- [Task goal]: Could you resume the essay below about teaching English as a second language and continue it from its final sentence?

- [Text]:
In no way am I exaggerating.
So no, I didn’t feel like my job was meaningful. The handful of kids who were legitimately learning English as a second language were effed no matter what. The rest were learning kindergarten through second grade in an hour a day in my pull-out group and were spending the rest of their days as third graders with their classroom teachers and were also probably effed, but it really depended more on the classroom teachers than on me, the specialist.
I recognize that entering the workforce is disillusioning in a lot of fields, but I hope it’s not as bad for most people as it was for me. I didn’t feel that I had been adequately prepared for what I was actually facing, which was mostly a whole bunch of like inner city kids who hadn’t learned the skills that they needed to be in their grade level and the school wanted to claim it was because they had a different first language. Then there were the extra-sad cases.
In addition to the second-hand trauma I was undergoing on a daily basis, how was I supposed to describe what I was doing to those above me? My job was to teach them English. They spoke English. Or at least they spoke it as well as any other underprivileged kids. The problems they were facing (like poverty) weren’t the problem I was hired to solve (which was English proficiency). So my kids tested poorly and bombed their core classes and I was supposed to have prevented all that with graphic organizers and vocabulary-building strategies in English when they never actually had another first language. If I had been trained as a special education teacher, I would’ve been a lot better equipped than having been trained as a language teacher. What I really needed to be was a psychotherapist.

- [Entries shown]:

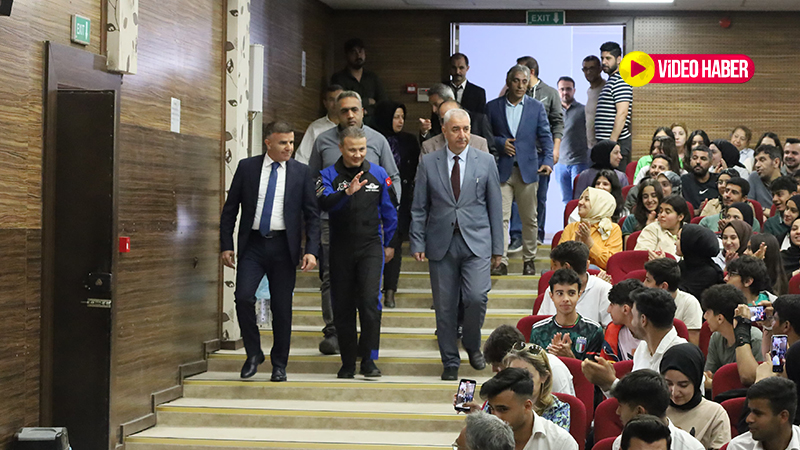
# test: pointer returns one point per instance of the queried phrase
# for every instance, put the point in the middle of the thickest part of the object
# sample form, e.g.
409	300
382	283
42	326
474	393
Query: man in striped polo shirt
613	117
---
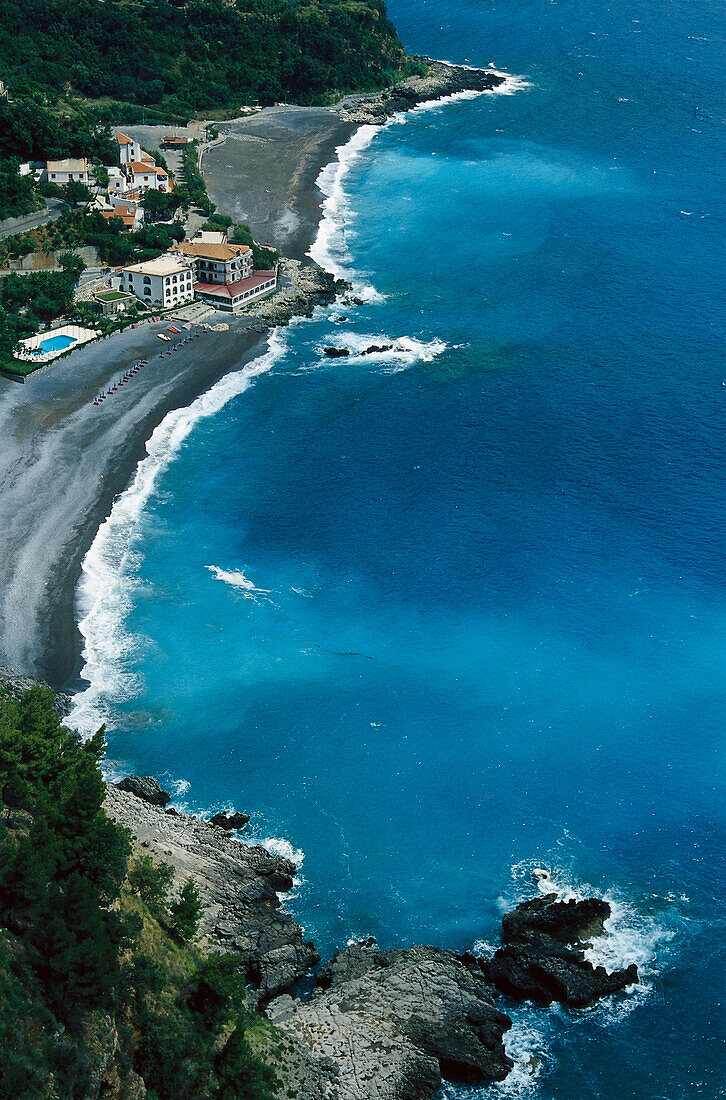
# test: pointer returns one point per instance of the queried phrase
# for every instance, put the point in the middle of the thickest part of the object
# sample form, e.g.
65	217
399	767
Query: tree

- [Task output]:
So although I had poor classroom management skills, the reason my jobs weren’t meaningful to me really was because no matter how good I had gotten at what I was doing, I could never really do much for the kids. Nobody could. It would have been better for me to have gone into politics and tried to create an alternative to school for students who had aged past the 21-year deadline.
I don’t know what all this means. Maybe I’ll be disillusioned no matter where I go and the problem isn’t with the field, it’s with me. But it wouldn’t hurt to find out.